Document excerpt:
◆ ◆ ◆ ◆

Jump to content

Panto_Villan

Established Member
  • Posts

    2,327
  • Joined

  • Last visited

Everything posted by Panto_Villan

  1. This is amazing. Ramsey is amazing. Coutinho is amazing.
  2. Despite not signing a DM, I think I'd rate our most recent transfer window a success. An 11/10 success.
  3. He placed that so perfectly in the corner - which he always seems to do. He's amazing.
  4. Yeah, but I was responding to a post asking if there was widespread support, which I think there is. I'm not claiming that Boris is here to save the day re: climate change, but I am saying that there's a real chance the next Tory leader could be appreciably worse on the environmental front compared to Boris. I don't think Boris would be making net zero pledges if he was actually about climate change denial on behalf of the banks, because there's plenty of other stances he could easily have taken (and other future leaders might take) that would more effectively enable that position.
  5. Yeah. I'd agree with that. And there certainly needs to be some focus on grid resiliency as we convert over to renewable power to stop this sort of thing happening so much, because it can backfire and erode support for environmental action. But what I was referring to is someone who is intentionally going to sandbag progress in the future (who wants a permanent pause, not just for the next year or so) using the current energy crisis as a way to get into power. I think there's pretty widespread support for it, tbh. BBC article here quotes 58% wanting ambitious targets and 34% gradual, and only 7% saying no action should be taken.
  6. Sure. But a large majority of voters and his wife both want more action on climate change, so in this specific case that's beneficial.

◆ ◆ ◆ ◆

Material provided:
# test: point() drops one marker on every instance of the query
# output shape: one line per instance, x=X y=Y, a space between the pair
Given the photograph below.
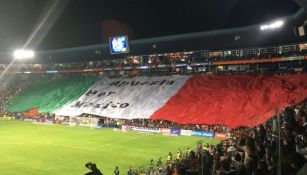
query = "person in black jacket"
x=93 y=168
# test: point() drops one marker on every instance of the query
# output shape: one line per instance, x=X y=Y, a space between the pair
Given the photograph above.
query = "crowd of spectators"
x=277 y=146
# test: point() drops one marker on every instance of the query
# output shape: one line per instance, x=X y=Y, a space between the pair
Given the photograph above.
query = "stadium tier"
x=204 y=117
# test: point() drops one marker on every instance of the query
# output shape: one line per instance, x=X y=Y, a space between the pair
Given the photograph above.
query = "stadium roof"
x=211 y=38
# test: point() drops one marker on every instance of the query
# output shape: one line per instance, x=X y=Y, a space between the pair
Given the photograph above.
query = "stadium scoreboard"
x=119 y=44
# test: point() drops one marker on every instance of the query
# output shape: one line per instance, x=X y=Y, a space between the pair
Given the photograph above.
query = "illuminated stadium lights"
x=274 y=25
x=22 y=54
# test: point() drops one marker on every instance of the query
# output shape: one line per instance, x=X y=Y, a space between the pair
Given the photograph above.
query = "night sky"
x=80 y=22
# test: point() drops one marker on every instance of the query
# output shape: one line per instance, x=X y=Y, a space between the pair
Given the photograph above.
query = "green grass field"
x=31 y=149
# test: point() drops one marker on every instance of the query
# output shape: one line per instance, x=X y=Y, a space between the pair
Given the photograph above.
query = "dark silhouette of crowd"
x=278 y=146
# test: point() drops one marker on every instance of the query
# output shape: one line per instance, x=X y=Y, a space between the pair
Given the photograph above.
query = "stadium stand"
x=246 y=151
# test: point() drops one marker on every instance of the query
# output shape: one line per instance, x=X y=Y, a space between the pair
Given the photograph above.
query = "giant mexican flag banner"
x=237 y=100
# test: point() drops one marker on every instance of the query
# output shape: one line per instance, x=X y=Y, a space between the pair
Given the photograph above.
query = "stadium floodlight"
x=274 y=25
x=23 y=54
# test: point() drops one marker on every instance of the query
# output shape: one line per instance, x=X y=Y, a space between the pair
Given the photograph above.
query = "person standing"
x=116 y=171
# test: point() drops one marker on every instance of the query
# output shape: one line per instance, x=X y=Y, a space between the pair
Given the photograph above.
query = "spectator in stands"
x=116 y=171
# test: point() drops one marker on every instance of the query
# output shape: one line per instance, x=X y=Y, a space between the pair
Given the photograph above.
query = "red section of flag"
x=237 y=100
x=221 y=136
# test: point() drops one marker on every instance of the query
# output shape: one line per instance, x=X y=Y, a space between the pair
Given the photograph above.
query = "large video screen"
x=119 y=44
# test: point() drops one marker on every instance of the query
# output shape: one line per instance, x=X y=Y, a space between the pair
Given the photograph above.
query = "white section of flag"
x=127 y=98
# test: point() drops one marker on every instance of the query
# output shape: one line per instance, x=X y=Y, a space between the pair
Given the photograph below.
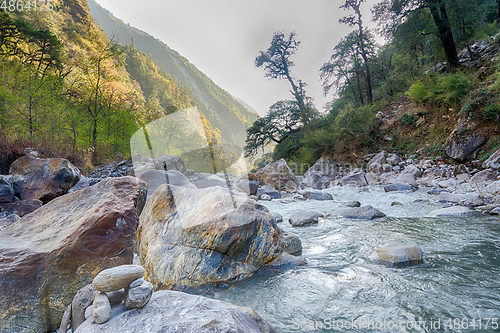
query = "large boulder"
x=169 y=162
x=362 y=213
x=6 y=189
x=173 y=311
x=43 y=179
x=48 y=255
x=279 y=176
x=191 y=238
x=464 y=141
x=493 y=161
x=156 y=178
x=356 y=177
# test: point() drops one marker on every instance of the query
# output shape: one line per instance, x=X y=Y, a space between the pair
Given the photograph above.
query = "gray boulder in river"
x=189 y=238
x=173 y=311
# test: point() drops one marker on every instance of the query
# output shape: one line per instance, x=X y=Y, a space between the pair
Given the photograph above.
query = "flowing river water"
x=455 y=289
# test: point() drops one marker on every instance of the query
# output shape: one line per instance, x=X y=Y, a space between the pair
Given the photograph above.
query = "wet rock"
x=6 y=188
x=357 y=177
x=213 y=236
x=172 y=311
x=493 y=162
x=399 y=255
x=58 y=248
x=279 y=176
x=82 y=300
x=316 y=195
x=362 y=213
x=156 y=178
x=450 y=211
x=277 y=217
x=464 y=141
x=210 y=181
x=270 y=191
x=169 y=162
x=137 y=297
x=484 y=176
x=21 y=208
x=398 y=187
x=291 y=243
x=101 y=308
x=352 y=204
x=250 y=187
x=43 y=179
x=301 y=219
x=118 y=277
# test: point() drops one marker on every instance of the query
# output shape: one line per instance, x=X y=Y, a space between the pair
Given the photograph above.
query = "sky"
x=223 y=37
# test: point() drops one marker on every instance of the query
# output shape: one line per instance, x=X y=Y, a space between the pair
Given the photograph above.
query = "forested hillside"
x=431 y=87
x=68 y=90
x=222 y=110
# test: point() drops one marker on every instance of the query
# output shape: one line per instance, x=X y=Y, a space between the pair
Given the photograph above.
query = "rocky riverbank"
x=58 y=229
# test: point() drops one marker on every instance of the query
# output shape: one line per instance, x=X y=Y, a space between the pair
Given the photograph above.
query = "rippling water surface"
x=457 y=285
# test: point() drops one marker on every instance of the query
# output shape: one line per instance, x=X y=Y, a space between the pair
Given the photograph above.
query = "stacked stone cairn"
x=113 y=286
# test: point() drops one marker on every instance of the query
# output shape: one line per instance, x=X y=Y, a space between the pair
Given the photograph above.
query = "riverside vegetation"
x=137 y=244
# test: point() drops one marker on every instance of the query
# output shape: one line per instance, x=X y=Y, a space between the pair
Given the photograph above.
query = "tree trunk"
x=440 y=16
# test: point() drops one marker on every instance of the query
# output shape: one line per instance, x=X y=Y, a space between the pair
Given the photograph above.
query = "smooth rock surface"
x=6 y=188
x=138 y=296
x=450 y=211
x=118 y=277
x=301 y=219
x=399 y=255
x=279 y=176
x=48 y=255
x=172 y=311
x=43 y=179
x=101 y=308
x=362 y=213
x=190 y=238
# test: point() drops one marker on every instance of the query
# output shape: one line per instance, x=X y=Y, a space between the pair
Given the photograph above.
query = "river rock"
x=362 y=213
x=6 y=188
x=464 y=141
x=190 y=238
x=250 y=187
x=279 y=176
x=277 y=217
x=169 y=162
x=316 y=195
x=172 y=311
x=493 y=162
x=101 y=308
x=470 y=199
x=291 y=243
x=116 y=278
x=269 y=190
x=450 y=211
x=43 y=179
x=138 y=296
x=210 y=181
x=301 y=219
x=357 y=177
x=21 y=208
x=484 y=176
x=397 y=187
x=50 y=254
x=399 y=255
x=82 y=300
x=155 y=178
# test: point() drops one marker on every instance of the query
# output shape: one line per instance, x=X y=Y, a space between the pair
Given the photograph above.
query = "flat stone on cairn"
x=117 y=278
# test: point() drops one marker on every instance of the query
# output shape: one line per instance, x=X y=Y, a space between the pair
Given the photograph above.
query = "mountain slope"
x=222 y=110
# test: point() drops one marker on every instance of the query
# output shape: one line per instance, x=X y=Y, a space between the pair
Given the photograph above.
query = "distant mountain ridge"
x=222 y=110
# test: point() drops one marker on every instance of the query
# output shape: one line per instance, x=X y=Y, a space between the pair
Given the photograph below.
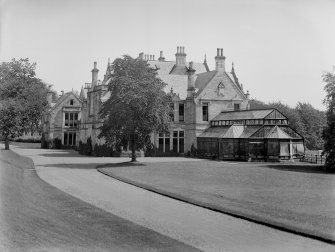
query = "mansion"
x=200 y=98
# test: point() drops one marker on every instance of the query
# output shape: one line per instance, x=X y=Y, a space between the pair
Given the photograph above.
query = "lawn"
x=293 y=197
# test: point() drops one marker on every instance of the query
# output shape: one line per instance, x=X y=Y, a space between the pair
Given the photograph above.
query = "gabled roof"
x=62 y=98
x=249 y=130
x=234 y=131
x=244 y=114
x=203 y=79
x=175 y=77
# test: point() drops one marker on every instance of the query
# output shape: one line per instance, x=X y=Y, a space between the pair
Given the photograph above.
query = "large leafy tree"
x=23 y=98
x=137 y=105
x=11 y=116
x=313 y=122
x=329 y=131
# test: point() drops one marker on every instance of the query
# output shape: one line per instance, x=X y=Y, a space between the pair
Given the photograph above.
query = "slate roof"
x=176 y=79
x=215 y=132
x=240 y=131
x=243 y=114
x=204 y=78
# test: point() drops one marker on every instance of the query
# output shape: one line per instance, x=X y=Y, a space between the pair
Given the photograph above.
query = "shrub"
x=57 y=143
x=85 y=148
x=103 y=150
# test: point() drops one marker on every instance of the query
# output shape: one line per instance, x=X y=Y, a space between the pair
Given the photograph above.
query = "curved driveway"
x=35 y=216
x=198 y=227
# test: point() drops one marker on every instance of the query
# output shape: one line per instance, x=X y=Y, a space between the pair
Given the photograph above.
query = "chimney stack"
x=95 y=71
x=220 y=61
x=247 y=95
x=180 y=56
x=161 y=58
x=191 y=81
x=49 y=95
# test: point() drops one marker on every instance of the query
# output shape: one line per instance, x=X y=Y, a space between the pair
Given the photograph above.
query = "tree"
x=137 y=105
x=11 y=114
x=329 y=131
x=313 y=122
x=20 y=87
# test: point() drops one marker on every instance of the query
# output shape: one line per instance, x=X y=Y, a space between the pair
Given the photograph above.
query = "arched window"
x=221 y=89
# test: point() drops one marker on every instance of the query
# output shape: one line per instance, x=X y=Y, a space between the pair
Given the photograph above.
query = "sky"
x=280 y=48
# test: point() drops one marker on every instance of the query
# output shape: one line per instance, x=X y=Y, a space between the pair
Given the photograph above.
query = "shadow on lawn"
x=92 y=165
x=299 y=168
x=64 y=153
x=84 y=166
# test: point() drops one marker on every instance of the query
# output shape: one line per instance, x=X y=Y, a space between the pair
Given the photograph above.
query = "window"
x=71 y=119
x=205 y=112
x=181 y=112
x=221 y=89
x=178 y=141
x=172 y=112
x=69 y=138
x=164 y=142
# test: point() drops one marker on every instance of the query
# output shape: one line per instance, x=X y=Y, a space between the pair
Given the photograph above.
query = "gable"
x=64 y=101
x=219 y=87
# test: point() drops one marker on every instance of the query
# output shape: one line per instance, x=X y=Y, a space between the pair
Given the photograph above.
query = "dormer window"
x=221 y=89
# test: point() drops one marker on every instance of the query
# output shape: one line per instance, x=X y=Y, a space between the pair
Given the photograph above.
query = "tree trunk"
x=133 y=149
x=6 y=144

◆ ◆ ◆ ◆

Short task: List every percentage figure given in the forum posts. The rows come from a different source than the forum posts.

Solution to the problem: 58%, 34%, 7%